→ **Required tasks**
**a)** Decide whether each statement agrees with the news passage on genes and education below. Answer yes or no for each, and quote the passage's deciding words. (i) The study appeared in the American Journal of Sociology. (ii) The 1944 reform in England introduced free compulsory education. (iii) After the reform, the weight of genes on socioeconomic outcomes fell by half a standard deviation.
**b)** Carry the news passage on genes and education forward, beginning right after its final sentence.

→ **Document passage**
▼

Study analyzes how genes and education influence socioeconomic success
Universidad Carlos III de Madrid
Ambitious educational public policies have the capacity to cushion the role of the "genetic lottery" in people's life chances. This is one of the main conclusions of a scientific study by the Universidad Carlos III de Madrid (UC3M), the University of Lausanne (Switzerland), and Stockholm University (Sweden) analyzing the impact of an educational reform in England. These findings could be applied to the design of future educational policies.
The article, recently published in one of the leading journals in the field of sociology, the American Journal of Sociology, analyzes the extent to which genes influence educational and financial success, pointing out that this impact depends directly on the educational policies to which children are exposed. "Specifically, we observed that following an educational reform such as the 1944 one in England, which introduced free compulsory education, the weight of genes on people's socioeconomic outcomes was reduced by between one-fifth and one-third of a standard deviation," explains one of the study's authors, Alicia García Sierra, a researcher in the Department of Social Sciences at UC3M.

▲

Dataset items:
▼

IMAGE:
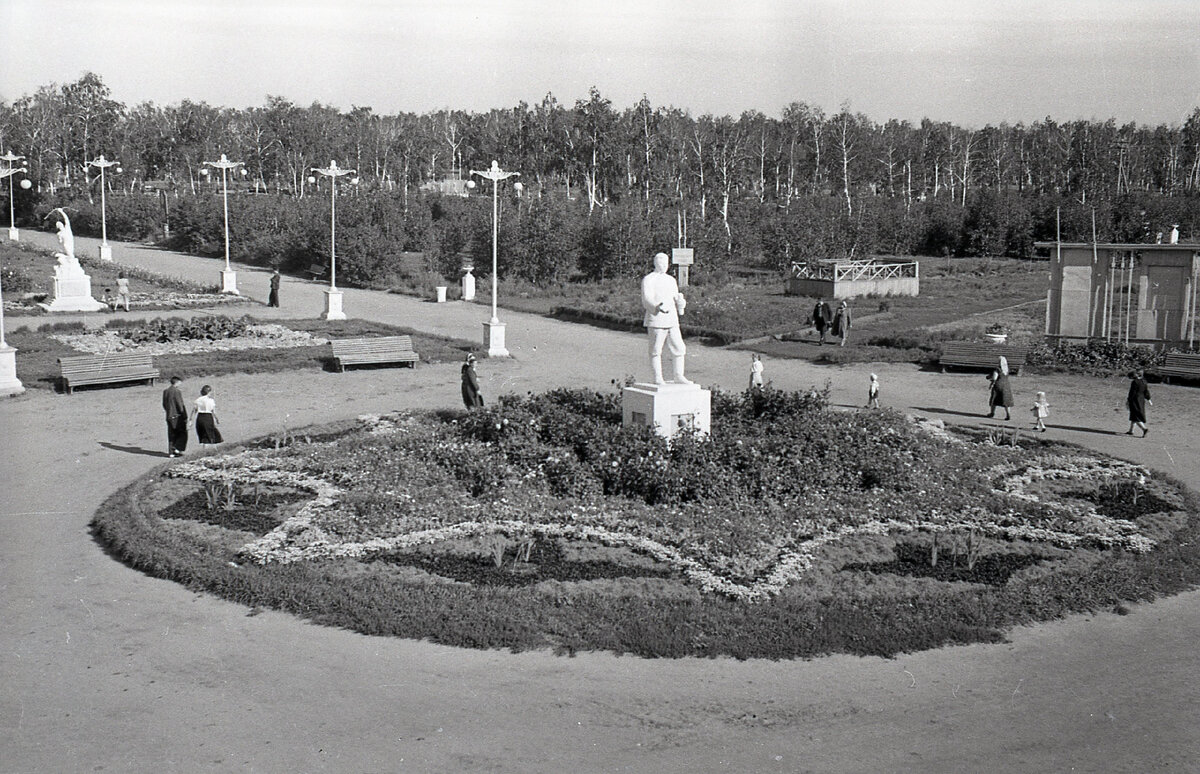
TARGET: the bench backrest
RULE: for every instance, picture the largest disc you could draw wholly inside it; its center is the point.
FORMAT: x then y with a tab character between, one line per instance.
967	349
381	343
83	364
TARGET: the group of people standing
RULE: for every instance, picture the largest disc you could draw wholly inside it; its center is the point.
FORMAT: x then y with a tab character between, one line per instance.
838	323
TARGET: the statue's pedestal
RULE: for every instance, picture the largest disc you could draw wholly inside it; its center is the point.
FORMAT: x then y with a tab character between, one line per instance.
669	407
9	382
493	339
72	293
334	306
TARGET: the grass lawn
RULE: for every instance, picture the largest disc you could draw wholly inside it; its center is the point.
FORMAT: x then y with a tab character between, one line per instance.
37	353
29	270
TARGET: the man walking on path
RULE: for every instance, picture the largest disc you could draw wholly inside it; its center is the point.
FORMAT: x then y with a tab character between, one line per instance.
274	298
821	317
177	418
841	323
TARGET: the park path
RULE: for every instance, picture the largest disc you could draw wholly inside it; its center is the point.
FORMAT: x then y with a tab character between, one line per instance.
105	669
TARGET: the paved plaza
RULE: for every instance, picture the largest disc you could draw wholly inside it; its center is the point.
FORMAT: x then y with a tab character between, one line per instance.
105	669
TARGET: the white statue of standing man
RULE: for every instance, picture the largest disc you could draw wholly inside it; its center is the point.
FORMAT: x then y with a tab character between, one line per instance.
69	264
664	305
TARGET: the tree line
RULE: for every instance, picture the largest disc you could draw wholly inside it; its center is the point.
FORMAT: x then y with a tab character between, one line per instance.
750	189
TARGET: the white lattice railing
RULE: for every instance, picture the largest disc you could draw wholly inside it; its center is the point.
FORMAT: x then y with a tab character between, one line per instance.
852	270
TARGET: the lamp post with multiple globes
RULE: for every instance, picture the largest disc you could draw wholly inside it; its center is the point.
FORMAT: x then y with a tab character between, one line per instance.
228	277
333	295
9	382
10	172
493	329
106	252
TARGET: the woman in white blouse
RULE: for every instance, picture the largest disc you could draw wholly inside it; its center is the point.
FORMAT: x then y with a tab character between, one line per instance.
204	413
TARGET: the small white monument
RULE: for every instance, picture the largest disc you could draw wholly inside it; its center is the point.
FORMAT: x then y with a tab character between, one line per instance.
468	285
72	285
678	405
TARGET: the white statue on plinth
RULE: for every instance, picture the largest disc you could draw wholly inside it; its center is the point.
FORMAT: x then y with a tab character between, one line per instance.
69	265
664	305
468	286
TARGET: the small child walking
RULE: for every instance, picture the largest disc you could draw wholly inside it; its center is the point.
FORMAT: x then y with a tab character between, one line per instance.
755	372
1041	411
873	393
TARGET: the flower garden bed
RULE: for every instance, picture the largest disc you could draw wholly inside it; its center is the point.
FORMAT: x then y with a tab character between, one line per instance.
210	346
792	531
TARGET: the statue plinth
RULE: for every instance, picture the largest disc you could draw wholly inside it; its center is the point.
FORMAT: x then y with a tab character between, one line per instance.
667	408
72	292
9	382
334	306
493	339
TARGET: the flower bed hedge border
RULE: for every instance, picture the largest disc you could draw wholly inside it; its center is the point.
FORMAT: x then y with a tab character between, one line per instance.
382	601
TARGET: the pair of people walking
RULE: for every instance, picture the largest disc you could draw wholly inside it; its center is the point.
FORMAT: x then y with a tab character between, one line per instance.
1000	395
838	323
203	414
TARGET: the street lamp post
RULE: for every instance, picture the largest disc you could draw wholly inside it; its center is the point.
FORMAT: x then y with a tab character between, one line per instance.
11	172
106	252
493	329
333	295
228	277
9	382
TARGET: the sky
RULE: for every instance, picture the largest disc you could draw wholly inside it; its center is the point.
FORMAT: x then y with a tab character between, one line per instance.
969	61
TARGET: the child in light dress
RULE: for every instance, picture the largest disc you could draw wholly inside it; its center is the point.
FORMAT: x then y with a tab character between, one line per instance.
1041	411
755	372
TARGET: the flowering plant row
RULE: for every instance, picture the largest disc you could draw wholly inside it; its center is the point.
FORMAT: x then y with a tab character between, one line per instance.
744	513
249	336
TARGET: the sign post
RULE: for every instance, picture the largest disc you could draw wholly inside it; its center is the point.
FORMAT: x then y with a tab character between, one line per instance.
683	257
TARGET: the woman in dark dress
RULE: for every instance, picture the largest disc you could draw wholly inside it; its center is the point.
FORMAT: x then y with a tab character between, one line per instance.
471	396
1001	393
1138	401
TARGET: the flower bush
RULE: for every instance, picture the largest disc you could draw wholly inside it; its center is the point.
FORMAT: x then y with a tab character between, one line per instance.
745	511
186	336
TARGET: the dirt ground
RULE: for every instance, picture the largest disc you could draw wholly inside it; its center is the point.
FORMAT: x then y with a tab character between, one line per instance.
105	669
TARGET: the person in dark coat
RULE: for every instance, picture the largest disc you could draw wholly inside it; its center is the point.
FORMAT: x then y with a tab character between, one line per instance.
177	418
841	323
821	318
1001	393
471	396
1138	401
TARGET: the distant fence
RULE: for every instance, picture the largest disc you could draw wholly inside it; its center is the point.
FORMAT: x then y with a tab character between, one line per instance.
847	279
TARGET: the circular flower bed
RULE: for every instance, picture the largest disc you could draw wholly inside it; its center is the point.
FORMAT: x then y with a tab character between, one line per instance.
793	529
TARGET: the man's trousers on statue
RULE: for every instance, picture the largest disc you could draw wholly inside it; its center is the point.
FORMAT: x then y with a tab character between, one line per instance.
673	340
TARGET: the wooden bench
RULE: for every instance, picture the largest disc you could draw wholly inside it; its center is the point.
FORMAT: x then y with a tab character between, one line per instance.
981	355
1179	365
111	369
354	352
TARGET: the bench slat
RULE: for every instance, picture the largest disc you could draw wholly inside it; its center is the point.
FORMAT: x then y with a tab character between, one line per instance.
373	351
111	369
981	355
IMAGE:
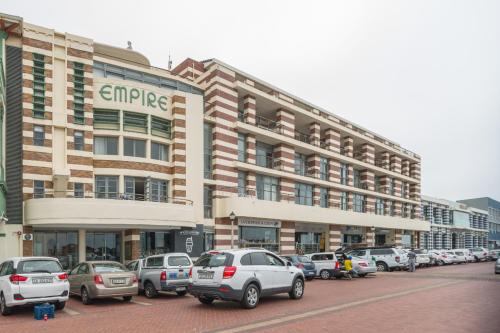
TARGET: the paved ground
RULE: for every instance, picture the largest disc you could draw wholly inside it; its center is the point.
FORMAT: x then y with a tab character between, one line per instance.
459	298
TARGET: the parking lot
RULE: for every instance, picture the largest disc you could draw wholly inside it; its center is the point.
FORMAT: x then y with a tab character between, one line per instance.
457	298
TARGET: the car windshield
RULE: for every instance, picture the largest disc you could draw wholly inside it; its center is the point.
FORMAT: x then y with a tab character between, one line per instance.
212	260
38	266
304	259
108	267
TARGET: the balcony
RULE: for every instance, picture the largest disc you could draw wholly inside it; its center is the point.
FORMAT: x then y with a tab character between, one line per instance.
108	210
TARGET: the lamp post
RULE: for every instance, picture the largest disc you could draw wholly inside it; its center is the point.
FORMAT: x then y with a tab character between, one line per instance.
232	217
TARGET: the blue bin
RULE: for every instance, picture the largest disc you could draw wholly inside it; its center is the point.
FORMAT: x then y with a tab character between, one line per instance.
44	309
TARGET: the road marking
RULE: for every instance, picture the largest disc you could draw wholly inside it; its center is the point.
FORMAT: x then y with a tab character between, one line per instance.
70	312
335	308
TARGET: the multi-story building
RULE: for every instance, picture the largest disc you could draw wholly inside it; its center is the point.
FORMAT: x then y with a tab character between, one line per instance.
493	208
112	158
454	225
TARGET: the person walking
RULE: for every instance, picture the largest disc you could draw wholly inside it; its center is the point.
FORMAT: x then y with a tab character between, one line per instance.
412	258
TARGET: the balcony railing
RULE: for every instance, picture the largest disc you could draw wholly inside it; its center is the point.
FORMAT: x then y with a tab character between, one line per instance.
112	196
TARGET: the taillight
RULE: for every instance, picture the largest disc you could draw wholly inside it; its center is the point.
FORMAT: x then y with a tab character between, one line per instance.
63	276
98	279
229	272
15	279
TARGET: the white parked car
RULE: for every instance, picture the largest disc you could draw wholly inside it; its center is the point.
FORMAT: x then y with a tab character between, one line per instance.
32	280
244	275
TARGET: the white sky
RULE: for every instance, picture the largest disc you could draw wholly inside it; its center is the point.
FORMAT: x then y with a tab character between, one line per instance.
425	74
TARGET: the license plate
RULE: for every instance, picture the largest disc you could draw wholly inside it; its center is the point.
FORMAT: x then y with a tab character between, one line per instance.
41	280
118	281
205	275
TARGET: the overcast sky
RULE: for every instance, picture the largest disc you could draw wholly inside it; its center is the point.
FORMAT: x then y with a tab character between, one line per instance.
425	74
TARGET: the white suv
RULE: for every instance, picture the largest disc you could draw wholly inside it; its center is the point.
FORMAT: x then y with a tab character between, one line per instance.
32	280
244	276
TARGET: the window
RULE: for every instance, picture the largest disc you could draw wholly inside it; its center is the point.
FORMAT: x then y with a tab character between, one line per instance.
105	145
133	147
207	202
344	173
38	135
267	188
38	189
159	151
242	147
78	93
323	197
359	203
38	85
343	200
79	140
303	194
242	183
207	151
78	190
106	187
323	168
161	127
106	119
135	122
300	164
379	206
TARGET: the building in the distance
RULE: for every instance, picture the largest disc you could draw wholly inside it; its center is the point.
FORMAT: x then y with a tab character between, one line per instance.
493	208
454	225
112	158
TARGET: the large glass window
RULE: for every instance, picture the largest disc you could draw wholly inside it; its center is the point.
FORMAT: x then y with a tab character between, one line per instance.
134	147
266	238
106	187
105	145
300	164
61	245
159	151
267	188
242	147
303	194
135	122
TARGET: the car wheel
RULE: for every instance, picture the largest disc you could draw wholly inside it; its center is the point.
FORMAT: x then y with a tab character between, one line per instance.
4	309
150	290
206	300
325	275
297	289
250	297
86	300
382	266
60	305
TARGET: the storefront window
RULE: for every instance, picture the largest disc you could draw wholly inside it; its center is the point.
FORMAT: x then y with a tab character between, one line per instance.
103	246
61	245
266	238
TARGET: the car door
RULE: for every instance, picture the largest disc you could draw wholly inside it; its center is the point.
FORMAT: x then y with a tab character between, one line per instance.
282	275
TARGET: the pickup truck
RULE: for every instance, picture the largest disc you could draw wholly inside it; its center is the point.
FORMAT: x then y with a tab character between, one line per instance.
165	272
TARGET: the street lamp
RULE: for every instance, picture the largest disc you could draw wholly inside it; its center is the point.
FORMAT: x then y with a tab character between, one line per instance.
232	217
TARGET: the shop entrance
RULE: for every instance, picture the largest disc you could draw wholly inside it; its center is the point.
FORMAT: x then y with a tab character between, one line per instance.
103	246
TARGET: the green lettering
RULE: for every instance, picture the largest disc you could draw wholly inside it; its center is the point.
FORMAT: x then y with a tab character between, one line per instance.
105	92
162	103
120	94
134	94
151	100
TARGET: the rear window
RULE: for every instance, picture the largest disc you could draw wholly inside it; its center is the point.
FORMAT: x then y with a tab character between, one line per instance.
213	260
178	261
38	266
108	267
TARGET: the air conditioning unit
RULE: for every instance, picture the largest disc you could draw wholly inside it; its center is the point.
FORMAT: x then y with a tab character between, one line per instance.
28	237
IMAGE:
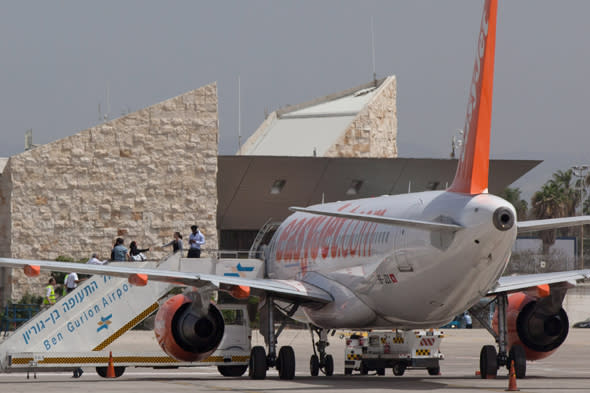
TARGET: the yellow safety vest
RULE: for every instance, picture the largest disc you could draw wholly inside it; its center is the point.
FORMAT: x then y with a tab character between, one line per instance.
64	289
51	295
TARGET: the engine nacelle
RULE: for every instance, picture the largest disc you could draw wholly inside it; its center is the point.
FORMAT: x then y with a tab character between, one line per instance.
538	325
186	331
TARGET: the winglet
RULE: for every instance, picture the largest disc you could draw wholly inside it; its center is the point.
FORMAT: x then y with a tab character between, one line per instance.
472	171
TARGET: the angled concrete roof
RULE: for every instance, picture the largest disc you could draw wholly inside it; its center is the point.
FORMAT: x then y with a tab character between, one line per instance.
310	128
244	182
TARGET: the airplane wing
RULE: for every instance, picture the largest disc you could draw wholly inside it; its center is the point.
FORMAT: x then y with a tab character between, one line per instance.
551	223
519	283
428	225
286	289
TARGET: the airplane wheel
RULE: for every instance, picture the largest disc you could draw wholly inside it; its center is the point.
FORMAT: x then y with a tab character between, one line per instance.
286	363
519	356
399	369
314	365
364	370
488	362
329	365
232	371
257	364
102	371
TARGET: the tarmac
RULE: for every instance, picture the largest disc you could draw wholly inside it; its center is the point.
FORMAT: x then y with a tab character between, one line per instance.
565	371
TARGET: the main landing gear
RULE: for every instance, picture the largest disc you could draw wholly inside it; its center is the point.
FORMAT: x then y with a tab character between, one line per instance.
491	360
320	360
260	362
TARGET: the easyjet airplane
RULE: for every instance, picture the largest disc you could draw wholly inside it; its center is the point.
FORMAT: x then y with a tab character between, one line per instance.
394	261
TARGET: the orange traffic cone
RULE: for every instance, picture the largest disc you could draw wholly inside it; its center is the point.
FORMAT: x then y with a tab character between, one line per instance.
111	367
512	380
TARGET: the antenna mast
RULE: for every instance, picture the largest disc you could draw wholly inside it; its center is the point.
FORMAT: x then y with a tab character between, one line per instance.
373	50
239	115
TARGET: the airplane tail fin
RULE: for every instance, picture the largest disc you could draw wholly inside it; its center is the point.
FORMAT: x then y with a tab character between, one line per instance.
472	171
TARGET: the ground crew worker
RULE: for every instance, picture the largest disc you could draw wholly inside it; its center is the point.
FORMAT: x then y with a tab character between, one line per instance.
49	298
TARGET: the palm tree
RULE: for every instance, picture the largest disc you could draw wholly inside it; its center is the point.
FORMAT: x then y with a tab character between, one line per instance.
548	203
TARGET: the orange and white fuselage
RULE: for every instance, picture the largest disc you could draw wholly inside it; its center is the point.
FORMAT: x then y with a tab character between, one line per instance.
395	276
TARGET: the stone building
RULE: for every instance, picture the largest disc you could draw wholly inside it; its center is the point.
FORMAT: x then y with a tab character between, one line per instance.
140	177
358	122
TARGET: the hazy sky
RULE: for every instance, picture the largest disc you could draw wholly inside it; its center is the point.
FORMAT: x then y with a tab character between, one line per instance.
59	59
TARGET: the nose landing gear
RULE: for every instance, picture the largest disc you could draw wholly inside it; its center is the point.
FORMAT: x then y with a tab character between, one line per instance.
260	362
490	360
320	361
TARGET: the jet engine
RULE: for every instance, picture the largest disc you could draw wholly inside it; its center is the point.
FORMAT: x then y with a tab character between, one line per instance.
540	325
186	329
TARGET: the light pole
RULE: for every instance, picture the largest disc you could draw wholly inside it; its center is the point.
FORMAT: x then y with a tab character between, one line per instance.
579	171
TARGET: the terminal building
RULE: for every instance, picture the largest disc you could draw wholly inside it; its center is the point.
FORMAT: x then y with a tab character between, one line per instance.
152	172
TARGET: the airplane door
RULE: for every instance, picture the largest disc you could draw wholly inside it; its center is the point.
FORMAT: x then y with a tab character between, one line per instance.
401	245
401	252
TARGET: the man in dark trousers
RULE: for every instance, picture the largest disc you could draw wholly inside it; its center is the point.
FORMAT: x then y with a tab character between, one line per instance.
195	241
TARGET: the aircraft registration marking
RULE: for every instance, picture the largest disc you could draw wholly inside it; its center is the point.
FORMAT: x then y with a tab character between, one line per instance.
386	279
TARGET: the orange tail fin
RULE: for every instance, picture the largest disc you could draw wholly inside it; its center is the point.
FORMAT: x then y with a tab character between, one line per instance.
472	171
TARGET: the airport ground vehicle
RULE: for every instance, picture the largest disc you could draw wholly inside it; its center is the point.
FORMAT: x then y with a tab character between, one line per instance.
231	357
76	330
398	350
345	264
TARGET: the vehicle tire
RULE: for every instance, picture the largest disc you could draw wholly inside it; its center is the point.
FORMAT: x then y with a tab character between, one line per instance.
329	365
399	369
286	363
433	370
488	362
257	364
102	371
518	354
314	365
232	371
364	370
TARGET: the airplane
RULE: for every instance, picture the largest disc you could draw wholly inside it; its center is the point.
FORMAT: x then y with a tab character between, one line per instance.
394	261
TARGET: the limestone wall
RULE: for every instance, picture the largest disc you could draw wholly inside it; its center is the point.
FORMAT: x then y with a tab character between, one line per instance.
373	133
140	177
4	229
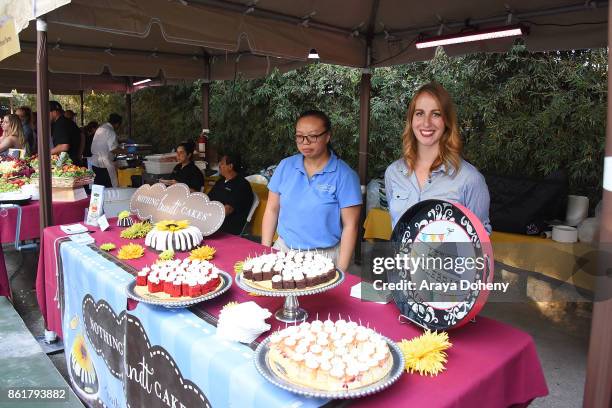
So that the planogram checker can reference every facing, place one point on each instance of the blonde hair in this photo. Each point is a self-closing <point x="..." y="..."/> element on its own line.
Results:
<point x="16" y="129"/>
<point x="451" y="146"/>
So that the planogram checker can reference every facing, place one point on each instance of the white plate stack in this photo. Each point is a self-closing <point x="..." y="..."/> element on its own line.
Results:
<point x="243" y="322"/>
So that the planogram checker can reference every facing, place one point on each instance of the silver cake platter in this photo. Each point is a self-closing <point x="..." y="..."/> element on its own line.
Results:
<point x="226" y="283"/>
<point x="263" y="366"/>
<point x="291" y="311"/>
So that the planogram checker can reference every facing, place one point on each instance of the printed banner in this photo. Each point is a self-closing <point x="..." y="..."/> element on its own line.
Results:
<point x="93" y="323"/>
<point x="151" y="356"/>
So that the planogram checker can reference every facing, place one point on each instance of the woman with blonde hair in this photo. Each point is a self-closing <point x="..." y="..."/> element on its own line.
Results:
<point x="432" y="166"/>
<point x="12" y="137"/>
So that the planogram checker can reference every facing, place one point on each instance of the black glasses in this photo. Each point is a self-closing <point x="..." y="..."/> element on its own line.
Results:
<point x="301" y="139"/>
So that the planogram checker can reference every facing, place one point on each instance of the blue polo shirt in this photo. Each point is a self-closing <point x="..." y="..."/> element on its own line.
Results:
<point x="310" y="208"/>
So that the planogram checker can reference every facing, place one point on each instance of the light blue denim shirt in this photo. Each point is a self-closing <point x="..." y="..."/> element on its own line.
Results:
<point x="466" y="187"/>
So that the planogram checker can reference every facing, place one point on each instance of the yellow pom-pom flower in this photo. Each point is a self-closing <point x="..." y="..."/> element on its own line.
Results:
<point x="426" y="354"/>
<point x="166" y="255"/>
<point x="204" y="253"/>
<point x="130" y="251"/>
<point x="108" y="246"/>
<point x="171" y="225"/>
<point x="138" y="230"/>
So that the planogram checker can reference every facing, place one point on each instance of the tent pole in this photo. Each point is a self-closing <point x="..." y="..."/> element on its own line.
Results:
<point x="205" y="88"/>
<point x="44" y="130"/>
<point x="598" y="386"/>
<point x="128" y="108"/>
<point x="82" y="96"/>
<point x="365" y="88"/>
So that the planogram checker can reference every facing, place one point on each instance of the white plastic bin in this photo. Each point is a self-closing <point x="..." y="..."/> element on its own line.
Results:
<point x="117" y="200"/>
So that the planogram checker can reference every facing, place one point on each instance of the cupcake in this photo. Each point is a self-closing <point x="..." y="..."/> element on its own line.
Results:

▲

→ **Task-by-task answers**
**a)**
(i) Yes: "recently published in one of the leading journals in the field of sociology, the American Journal of Sociology"
(ii) Yes: "the 1944 one in England, which introduced free compulsory education"
(iii) No: "reduced by between one-fifth and one-third of a standard deviation"

**b)**
The study examines how the Education Act of 1944 in England influenced the relationship between genes and socioeconomic outcomes, such as education, income, and wealth. Specifically, this reform abolished tuition fees in secondary education and extended compulsory schooling by raising the minimum school-leaving age by one year. To identify the causal effect of this reform, the study's authors used data from the English Longitudinal Study of Ageing and applied a regression discontinuity design, a quasi-experimental methodology that allows for the estimation of causal effects.
"The main finding of our study is that the genetic lottery—that is, how much our genes influence our lives—depends on the socioeconomic and educational context in which a person grows up," concludes UC3M professor Alicia García Sierra, who conducted this research at the University of Lausanne. According to the study's data, once the British reform was implemented, genes ceased to be as important in determining people's education, income, and wealth throughout their lives.
The study also shows that those who benefited the most from this educational reform were precisely those with a lower genetic predisposition toward education. "Our intuition is that the reform reduced how much these genes mattered for students' socioeconomic outcomes because it basically removed a barrier to entry and reduced the level of selection inherent in the educational system," explains Alicia García Sierra.
Family barriers that persist
Another notable revelation of the study is that, while the influence of genes decreased after the reform, the association between parents' socioeconomic status and their children's socioeconomic outcomes experienced no changes. That is, they found no evidence that this relationship varied before and after the law.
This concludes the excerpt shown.